* **Условие задачи**:
Ответьте по отрывку о театре, приведенному ниже:
(a) Кого играл Женя Агафонов?
(b) Какой фильм Шифферс поставил потом?
(c) Что сказала Волчек, посмотрев «Маклену Грасу»?

* **Исходный отрывок**:
++++++++++++++++++++

Шифферсу тоже тщеславие помешало. Он мог бы быть таким режиссером, как Вайда, — такого же плана. Гога слушал и оценивал Женю по высшему разряду, {282} это я наблюдала на одном обсуждении. Женя обладал умом научного склада и артистов тоже любил. А высказывался против Гоги в открытую. В кафе одном проводились молодежные встречи, что-то вроде клуба. Там он и говорил, что Гога — ремесленник. Это была волна молодежи, которая хотела работать, хотела делать свое. Поколения не понимали друг друга. Сережины «Фантазии Фарятьева» на худсовете актеры не принимали[cxiv], а Гога спектакль отстоял, ему нравились актерские работы там. Смена поколений обязательна. Наше поколение затерли лихо. Если бы Шифферсу дали работать в полную силу (о нем писали в «Известиях» — «разоблачали»), он многое мог бы сделать. Жене Агафонову, который играл Ромео[cxv], сказали: «Или партбилет на стол, или отказывайся от спектакля». Он сказал: «Идите к черту», — и вообще ушел из театра. Интеллектуальный был актер, западного типа. У него из-за этого спектакля полетела вся судьба.

Шифферс поставил потом фильм «Первороссияне» — это было время, когда общественная мысль разбивалась, расслаивалась. У Женьки дома висел громадный портрет Ленина, потому что для него это был символ свободы, нового взгляда на все. Сейчас всего этого уже не понять.

Гога понимал актеров, чувствовал их диапазон, возможности. Когда я переходила в БДТ, одна актриса из Ленкома говорила мне: «Ты понимаешь, что ты там будешь краской, красочкой на общем фоне?» Да, я это очень хорошо понимала. Он художник, у него палитра. Когда Волчек посмотрела нашу «Маклену Грасу», она сказала: «На эту актрису можно театр строить». Может быть, в том театре, о котором мы мечтали, я была бы другой.

++++++++++++++++++++

* **Исходные данные**:
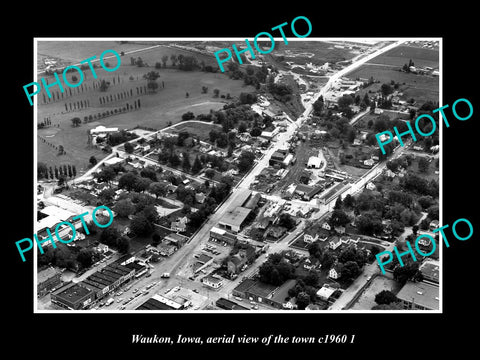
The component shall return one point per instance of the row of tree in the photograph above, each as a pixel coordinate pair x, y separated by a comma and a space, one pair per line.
65, 170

++++++++++++++++++++

* **Готовый ответ**:
(a) Ромео.
(b) «Первороссияне».
(c) «На эту актрису можно театр строить».